- _WHAT NEEDS TO BE DONE_
Copy out the lines between the one containing "of the glowing" and the one containing "Query: glowing heating element", inclusive, changing "pin" to "marker" and leaving all else untouched.

- _INPUT_
-*-*-
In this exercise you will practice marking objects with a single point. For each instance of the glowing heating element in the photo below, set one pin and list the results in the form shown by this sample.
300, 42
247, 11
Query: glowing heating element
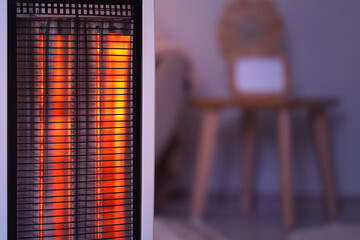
-*-*-
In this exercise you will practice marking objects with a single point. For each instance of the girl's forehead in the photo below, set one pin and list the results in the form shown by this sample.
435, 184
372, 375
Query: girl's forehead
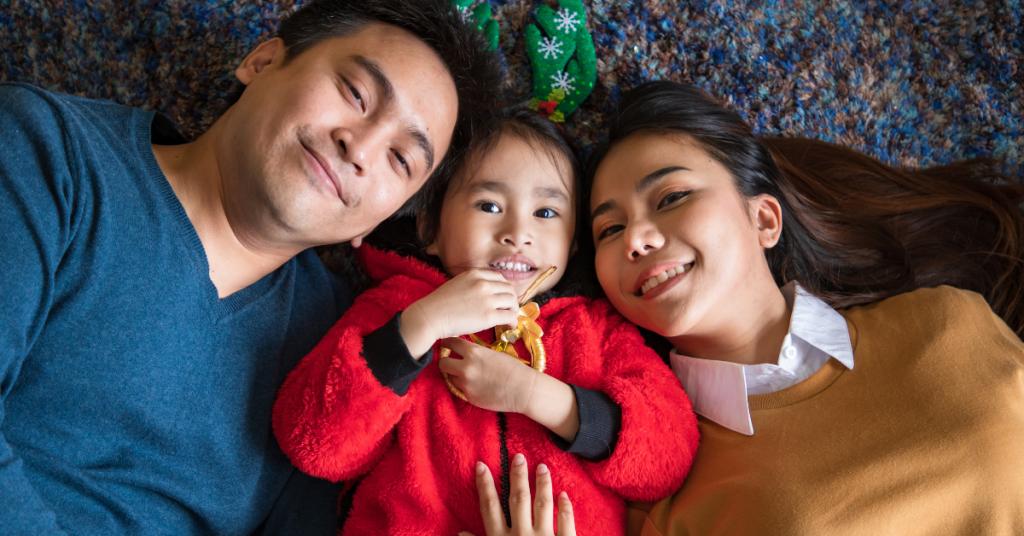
-*-*-
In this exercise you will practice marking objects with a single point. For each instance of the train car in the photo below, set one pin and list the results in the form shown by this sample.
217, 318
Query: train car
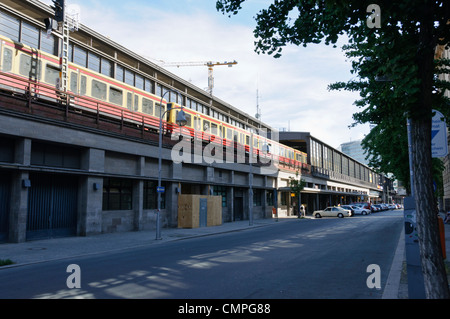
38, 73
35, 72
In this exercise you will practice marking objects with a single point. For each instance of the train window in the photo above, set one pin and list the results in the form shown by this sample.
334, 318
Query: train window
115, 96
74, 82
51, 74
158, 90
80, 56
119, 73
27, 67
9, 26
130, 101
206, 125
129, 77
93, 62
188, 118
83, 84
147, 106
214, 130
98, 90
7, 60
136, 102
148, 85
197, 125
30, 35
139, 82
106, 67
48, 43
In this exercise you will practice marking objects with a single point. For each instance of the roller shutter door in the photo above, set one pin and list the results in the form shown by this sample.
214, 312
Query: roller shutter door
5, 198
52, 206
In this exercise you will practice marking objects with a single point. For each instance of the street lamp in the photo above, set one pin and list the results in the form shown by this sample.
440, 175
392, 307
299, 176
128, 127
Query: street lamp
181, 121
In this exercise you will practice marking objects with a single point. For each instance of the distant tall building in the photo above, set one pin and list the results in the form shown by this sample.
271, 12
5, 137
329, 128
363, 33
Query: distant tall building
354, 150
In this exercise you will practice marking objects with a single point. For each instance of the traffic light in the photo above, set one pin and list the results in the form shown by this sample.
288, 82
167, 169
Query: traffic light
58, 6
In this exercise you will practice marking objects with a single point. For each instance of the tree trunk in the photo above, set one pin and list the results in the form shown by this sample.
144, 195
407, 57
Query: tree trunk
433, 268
-*-*-
- _ANSWER FOR THE TASK_
In this exercise you will practice marking objects with a single point. For each instance of the glowing heating element in the photo below, set one marker and list the results in the form shown by this sample.
300, 42
247, 11
Query: glowing heating element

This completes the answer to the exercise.